The required output is the line that contains "Query: bare dirt patch" plus every line after it in the listing below, copied exactly as it appears.

****************

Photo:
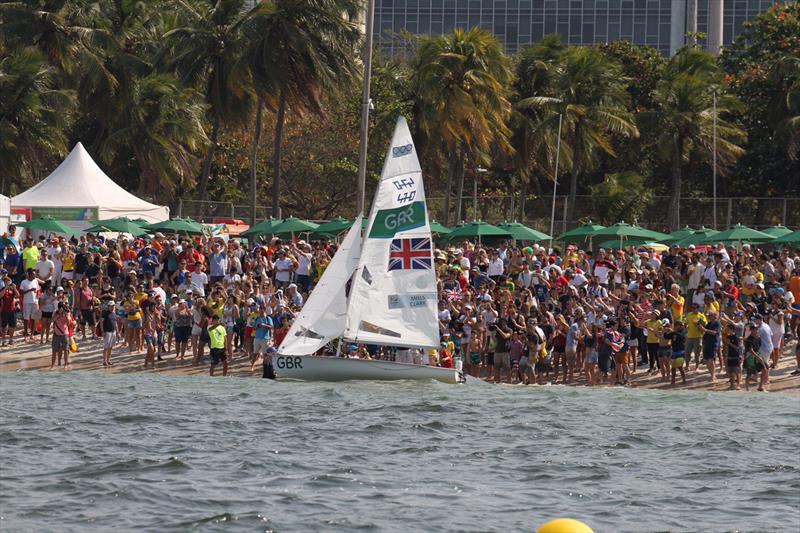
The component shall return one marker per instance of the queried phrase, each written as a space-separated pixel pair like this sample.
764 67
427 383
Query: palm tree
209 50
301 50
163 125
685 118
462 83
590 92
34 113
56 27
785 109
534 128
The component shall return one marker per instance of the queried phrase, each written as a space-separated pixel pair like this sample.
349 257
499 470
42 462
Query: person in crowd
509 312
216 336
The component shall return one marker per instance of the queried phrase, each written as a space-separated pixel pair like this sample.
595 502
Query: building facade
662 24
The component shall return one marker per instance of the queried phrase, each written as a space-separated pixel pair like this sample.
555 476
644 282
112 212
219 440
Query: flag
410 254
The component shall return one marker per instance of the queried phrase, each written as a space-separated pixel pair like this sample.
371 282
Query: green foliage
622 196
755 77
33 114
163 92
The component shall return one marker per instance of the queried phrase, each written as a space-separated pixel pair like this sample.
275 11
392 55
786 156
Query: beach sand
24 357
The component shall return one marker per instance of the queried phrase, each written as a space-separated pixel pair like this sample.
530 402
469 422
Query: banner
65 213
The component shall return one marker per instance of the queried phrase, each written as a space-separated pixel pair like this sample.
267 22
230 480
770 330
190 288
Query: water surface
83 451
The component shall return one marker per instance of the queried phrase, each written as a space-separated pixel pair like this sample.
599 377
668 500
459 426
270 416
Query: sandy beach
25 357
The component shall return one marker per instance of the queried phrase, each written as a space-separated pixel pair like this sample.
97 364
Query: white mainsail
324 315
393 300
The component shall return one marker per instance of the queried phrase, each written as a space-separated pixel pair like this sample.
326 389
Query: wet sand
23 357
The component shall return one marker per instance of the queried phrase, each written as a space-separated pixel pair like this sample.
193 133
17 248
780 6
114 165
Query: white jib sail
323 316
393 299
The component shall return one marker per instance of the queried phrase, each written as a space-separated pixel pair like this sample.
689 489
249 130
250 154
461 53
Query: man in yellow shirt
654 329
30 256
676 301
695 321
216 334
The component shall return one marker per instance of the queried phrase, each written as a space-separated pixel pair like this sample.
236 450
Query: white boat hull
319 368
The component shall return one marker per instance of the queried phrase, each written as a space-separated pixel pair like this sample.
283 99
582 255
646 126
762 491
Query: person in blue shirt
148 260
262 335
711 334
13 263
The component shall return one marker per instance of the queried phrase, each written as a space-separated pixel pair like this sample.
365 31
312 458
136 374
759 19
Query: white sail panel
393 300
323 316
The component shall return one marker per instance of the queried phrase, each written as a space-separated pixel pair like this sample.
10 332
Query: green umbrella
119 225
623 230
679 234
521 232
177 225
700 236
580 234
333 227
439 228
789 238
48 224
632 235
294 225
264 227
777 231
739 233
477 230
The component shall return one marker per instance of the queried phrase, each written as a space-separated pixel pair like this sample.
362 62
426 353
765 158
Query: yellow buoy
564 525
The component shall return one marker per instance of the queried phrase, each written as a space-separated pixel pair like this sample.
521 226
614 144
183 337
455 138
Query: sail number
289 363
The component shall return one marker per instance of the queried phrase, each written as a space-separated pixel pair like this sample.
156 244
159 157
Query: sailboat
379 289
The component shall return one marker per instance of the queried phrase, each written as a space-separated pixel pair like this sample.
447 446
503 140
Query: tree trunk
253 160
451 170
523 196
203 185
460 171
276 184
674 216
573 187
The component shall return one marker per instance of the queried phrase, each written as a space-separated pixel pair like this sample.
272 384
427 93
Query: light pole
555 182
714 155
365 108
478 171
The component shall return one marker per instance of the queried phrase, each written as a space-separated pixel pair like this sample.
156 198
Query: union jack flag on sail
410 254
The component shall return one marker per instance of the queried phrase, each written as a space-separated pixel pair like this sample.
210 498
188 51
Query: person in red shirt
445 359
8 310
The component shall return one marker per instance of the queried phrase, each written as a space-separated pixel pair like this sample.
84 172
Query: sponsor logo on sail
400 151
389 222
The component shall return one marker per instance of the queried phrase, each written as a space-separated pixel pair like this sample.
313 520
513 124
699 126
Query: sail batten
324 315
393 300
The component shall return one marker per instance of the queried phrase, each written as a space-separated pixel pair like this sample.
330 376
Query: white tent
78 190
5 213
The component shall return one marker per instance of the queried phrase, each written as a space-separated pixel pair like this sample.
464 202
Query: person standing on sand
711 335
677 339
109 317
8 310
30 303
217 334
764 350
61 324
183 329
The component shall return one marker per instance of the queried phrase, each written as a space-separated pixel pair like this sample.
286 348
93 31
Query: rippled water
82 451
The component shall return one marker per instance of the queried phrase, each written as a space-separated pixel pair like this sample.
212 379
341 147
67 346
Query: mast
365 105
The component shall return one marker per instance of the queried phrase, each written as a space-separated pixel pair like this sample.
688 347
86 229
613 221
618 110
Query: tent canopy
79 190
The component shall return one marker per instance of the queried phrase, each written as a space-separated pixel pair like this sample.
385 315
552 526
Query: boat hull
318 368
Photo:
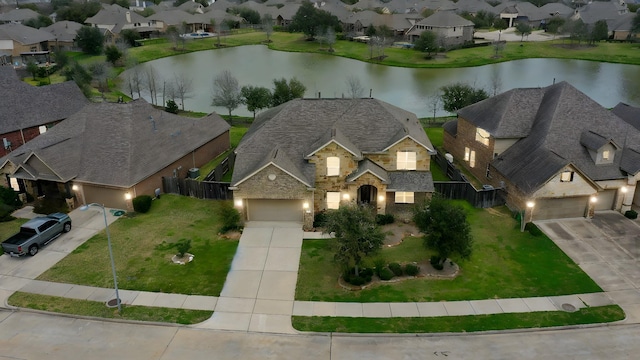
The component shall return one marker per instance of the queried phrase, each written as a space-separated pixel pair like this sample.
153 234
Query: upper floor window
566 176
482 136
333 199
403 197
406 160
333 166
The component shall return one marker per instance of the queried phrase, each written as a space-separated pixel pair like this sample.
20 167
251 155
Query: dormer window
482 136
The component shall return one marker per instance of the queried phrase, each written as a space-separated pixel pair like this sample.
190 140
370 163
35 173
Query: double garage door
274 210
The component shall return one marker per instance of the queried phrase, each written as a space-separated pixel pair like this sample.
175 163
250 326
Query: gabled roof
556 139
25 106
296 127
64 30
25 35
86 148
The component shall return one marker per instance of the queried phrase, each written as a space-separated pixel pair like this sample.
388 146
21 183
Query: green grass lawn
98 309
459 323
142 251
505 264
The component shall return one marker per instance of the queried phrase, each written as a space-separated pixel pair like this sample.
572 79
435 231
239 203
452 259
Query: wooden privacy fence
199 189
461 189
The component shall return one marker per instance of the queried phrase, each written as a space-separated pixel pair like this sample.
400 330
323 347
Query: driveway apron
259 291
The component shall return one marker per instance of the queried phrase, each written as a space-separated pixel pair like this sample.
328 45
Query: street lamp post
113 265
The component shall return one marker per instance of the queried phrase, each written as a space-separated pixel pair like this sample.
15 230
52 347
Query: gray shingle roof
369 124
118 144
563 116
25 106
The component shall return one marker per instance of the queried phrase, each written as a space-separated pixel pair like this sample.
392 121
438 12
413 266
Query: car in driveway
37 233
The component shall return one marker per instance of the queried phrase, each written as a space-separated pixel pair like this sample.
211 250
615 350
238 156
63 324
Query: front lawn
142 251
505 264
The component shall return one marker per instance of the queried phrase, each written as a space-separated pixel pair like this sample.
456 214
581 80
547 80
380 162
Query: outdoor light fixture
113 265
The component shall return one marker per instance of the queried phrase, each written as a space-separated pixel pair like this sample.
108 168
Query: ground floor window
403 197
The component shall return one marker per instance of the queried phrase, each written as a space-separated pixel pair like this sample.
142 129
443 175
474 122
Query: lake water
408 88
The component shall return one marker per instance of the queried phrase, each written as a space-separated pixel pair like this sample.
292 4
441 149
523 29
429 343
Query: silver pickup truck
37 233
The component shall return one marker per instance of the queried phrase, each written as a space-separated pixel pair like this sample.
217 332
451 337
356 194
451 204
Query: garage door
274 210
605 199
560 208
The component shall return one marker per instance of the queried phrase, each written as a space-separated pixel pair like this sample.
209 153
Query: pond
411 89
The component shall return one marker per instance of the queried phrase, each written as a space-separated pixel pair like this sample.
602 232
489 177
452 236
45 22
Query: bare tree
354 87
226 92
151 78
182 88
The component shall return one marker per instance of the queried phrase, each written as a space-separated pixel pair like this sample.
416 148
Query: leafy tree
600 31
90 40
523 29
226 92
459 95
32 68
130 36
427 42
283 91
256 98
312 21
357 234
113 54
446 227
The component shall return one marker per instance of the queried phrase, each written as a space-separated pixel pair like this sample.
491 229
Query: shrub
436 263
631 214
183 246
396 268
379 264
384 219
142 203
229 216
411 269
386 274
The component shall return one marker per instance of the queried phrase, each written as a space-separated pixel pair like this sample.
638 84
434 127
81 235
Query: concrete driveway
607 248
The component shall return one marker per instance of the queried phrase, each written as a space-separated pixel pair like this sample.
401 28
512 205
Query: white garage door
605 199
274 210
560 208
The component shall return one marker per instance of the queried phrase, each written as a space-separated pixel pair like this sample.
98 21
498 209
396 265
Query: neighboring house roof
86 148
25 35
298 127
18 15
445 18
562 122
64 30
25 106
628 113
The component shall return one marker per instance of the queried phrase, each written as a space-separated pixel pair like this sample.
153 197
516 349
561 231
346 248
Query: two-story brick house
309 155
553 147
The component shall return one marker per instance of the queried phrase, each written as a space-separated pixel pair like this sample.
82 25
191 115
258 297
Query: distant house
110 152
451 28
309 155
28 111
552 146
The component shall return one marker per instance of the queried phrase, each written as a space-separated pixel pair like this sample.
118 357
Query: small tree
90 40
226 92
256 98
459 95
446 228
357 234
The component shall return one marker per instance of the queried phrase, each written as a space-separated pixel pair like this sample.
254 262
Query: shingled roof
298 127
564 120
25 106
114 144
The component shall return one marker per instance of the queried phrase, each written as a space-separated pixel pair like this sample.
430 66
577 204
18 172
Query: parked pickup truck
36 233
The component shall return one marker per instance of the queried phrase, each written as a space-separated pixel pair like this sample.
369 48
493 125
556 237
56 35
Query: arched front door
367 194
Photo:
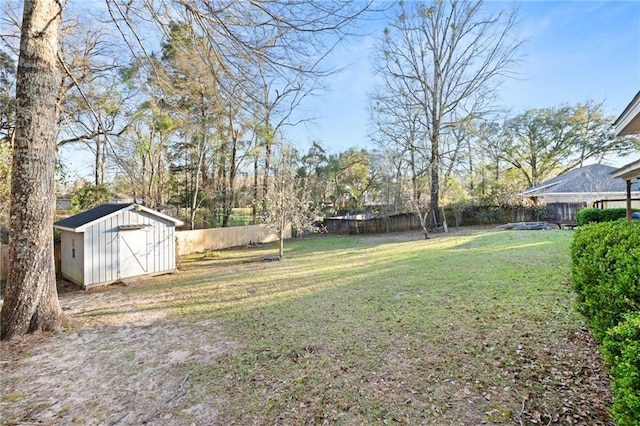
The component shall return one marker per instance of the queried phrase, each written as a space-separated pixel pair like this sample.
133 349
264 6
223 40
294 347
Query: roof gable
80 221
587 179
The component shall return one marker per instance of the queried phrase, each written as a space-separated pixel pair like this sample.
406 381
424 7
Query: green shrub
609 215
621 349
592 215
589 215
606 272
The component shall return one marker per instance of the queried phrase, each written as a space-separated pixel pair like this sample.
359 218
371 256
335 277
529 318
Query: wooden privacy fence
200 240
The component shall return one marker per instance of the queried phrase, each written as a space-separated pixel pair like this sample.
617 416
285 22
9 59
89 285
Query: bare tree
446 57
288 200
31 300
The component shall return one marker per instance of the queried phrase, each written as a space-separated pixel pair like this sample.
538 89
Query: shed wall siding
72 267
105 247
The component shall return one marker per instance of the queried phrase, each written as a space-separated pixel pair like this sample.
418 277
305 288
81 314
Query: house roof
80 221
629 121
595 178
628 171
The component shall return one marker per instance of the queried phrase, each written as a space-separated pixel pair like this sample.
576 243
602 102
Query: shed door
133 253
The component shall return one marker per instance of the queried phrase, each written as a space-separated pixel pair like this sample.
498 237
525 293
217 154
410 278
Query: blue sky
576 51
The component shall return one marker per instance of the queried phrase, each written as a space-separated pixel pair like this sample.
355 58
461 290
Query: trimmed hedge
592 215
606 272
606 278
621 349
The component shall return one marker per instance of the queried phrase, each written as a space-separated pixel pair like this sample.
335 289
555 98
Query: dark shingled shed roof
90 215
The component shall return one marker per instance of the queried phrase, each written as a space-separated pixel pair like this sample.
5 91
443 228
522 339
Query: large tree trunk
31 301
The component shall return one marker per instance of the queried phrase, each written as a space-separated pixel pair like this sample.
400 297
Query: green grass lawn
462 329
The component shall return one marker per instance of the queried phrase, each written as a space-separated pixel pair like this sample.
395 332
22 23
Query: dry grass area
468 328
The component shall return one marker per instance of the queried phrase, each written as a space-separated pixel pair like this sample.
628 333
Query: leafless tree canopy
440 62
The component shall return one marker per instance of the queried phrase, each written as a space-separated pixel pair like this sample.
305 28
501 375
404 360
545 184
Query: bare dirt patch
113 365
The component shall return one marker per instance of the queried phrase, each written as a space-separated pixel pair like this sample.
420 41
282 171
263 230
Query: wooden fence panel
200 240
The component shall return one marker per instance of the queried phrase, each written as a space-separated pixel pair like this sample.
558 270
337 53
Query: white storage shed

****************

* [SOLUTION FOR THIS TASK]
Query: bare dirt patch
113 365
The component shall return one marker per instance of the queried phrase, each written as a space-separated pixel pair like this sample.
420 41
282 171
263 230
Query: wooden fence panel
200 240
The component shall return one marker per instance of the queried phrase, each written as a space-separated pixel pair like this sample.
558 270
337 53
Query: white storage shed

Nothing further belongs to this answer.